Only the lines from the one with "Query: flock of geese" onward are wanted, through the last line of the entries, set down exactly.

*** Task material

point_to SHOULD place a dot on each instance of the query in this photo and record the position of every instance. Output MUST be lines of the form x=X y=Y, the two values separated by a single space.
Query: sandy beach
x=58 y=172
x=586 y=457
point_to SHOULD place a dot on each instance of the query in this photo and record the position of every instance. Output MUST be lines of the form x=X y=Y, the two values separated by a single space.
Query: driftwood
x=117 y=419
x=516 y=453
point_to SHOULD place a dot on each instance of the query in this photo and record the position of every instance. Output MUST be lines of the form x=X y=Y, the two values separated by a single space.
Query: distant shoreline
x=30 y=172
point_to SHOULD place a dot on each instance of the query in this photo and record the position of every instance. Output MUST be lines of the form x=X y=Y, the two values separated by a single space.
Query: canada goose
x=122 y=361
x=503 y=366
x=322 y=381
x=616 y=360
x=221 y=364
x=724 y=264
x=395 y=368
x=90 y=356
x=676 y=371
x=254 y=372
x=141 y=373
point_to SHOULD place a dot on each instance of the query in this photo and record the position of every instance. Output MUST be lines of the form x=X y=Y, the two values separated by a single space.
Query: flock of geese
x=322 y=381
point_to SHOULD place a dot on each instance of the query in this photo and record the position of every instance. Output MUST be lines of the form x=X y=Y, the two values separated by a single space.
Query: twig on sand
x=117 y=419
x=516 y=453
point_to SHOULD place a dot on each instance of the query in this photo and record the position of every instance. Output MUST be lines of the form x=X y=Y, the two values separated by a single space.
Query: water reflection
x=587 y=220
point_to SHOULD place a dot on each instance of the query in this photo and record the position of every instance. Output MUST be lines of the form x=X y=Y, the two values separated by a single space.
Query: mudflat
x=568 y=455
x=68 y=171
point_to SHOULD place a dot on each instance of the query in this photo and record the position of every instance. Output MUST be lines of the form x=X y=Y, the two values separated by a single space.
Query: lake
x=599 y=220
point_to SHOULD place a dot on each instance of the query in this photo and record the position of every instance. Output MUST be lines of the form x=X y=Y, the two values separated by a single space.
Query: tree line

******

## [Output for this task]
Query: flock of geese
x=322 y=381
point_to SHOULD place a dot on each instance of the query in this photo and record the position of every instance. Output MUST be lines of the form x=X y=Y, the two values separated by a single space.
Query: twig on sand
x=117 y=419
x=516 y=453
point_to SHOULD place a dot on each instance of the query in this photo and record the position of every instance. Output MUST be lines of the form x=X y=Y, the two values separated by a single space.
Query: water reflection
x=587 y=220
point_to SHOULD place a dot on each instance of the query in this photo and record the position of every instance. Output MUST be lines of the form x=X y=Y, the two values separated by a single space.
Query: mudflat
x=568 y=455
x=68 y=171
point_to SHOULD place a dot on each instance of the query in this photo and record the position of every instance. Output MUST be lines of the form x=X y=Y, the two values separated by a single space.
Query: lake
x=599 y=220
point_to SHOULD place a dot on each instance of the query in this photo and record the position of every instance. Output MUST be lines of the form x=X y=Y, the two values separated by a single space.
Query: tree line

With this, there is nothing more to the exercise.